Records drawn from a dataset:
*** Begin section ***

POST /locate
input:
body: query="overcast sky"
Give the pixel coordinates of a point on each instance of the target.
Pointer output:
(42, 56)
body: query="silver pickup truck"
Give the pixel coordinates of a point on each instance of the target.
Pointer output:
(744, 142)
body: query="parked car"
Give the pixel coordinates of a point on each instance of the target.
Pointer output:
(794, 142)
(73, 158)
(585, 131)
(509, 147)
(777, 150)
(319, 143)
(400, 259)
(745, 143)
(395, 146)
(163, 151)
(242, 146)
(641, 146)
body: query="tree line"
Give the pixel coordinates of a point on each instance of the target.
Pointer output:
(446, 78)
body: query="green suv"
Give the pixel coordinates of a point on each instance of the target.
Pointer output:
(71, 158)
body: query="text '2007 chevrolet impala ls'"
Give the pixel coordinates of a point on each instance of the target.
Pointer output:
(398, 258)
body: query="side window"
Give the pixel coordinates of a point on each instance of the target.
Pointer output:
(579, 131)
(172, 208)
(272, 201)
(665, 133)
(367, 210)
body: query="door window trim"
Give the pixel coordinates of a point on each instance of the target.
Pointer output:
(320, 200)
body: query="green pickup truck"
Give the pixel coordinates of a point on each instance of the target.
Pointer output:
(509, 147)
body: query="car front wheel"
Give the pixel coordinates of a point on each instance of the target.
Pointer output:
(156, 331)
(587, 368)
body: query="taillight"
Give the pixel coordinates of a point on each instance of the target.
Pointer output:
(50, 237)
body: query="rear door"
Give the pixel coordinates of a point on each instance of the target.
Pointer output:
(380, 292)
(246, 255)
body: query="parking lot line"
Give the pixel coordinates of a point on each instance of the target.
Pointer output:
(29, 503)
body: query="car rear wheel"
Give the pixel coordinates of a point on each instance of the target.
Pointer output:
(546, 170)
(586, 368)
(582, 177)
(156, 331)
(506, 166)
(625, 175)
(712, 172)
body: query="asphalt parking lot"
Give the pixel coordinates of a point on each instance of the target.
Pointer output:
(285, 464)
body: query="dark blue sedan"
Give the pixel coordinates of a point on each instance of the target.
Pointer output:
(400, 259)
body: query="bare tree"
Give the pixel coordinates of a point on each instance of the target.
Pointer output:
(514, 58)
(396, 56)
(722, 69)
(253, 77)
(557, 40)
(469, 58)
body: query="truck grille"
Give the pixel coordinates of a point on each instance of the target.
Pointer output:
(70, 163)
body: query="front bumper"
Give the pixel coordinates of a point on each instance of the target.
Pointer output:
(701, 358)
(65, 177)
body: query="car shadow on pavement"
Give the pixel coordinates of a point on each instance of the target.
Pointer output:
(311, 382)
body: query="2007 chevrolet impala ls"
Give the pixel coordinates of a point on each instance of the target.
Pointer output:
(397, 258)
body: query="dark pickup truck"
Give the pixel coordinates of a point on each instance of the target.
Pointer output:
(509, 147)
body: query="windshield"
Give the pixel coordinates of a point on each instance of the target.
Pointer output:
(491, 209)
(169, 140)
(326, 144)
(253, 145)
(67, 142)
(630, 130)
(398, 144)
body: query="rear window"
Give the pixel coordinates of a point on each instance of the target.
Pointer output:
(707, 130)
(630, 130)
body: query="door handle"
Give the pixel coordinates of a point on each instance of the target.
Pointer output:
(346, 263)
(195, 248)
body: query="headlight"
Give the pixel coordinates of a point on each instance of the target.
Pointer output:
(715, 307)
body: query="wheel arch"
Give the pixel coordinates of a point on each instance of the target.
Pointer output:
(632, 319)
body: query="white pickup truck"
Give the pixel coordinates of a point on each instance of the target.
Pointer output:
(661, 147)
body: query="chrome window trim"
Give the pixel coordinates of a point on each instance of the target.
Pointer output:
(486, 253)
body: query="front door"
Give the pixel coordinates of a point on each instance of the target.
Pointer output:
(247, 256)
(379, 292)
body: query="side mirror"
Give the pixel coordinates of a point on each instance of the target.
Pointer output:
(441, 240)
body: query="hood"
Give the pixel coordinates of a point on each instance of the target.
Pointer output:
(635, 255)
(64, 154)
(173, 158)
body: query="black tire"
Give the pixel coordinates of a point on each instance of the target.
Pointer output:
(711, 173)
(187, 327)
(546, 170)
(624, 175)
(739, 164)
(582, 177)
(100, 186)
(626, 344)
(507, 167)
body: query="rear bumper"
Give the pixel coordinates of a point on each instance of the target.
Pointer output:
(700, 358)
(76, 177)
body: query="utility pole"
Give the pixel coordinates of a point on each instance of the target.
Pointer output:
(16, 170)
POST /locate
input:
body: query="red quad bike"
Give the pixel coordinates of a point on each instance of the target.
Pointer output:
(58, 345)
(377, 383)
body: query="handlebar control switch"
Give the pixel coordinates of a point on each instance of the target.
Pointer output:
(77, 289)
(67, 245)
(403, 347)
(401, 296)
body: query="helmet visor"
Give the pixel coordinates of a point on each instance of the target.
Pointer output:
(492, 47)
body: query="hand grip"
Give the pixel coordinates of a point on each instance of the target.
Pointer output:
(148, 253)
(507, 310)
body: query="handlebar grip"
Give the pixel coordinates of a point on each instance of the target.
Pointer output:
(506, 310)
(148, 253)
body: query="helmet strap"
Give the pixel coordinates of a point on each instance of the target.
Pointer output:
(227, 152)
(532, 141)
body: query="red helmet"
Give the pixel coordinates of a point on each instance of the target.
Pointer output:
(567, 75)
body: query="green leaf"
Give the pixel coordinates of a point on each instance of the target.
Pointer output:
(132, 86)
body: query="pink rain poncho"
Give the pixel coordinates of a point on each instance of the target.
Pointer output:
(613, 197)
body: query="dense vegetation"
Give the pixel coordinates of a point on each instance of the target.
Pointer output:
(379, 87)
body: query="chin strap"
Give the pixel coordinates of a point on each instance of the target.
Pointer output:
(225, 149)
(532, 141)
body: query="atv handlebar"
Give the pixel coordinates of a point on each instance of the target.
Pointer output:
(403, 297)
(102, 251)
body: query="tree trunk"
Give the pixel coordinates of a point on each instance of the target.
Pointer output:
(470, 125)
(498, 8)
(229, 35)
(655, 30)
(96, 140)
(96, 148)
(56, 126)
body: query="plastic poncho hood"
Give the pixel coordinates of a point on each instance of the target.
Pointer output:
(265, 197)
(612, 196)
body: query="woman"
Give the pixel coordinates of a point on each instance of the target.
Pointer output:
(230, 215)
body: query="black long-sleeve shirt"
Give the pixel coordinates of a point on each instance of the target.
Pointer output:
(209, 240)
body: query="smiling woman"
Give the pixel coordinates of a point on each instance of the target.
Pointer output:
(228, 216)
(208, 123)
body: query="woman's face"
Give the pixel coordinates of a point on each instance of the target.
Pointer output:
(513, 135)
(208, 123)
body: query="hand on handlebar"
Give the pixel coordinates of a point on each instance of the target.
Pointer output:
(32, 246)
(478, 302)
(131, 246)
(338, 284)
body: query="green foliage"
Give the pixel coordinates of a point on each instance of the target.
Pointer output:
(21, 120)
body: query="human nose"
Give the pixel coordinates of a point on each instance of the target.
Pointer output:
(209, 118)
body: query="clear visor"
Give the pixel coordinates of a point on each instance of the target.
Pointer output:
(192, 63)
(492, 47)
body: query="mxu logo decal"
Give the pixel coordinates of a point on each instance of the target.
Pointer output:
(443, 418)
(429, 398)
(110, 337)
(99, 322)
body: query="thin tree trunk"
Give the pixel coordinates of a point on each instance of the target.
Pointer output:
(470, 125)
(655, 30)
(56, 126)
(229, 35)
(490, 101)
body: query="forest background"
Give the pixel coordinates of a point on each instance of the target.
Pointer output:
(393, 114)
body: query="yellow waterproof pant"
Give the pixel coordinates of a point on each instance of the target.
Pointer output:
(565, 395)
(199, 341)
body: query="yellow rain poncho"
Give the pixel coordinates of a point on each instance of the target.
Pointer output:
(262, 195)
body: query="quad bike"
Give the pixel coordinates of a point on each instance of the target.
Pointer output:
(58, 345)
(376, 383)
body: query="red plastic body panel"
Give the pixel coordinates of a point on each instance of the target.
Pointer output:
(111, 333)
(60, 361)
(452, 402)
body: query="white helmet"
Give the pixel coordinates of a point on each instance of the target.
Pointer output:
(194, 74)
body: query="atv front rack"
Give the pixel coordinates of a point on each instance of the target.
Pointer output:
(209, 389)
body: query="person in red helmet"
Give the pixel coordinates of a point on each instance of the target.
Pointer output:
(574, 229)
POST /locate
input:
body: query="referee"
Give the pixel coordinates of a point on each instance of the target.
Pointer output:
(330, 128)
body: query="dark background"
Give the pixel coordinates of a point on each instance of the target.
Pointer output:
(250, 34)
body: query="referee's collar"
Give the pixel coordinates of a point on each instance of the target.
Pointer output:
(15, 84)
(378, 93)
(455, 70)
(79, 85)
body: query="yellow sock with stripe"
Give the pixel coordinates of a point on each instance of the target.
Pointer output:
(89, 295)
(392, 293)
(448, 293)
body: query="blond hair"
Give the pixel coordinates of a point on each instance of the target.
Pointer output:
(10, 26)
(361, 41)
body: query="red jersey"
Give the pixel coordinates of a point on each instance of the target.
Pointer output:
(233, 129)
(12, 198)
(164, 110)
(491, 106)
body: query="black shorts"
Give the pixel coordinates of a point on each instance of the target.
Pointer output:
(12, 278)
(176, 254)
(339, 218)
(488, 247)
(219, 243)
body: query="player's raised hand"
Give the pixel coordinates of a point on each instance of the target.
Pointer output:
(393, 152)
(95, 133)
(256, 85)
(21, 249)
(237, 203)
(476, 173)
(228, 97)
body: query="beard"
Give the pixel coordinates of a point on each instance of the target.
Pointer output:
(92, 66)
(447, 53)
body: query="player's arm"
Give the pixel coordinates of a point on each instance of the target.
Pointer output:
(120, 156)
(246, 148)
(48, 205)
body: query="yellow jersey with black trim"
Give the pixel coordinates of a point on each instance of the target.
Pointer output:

*** End section ***

The answer must consist of each line in the entries above that includes "background".

body: query="forest background"
body: query="dark background"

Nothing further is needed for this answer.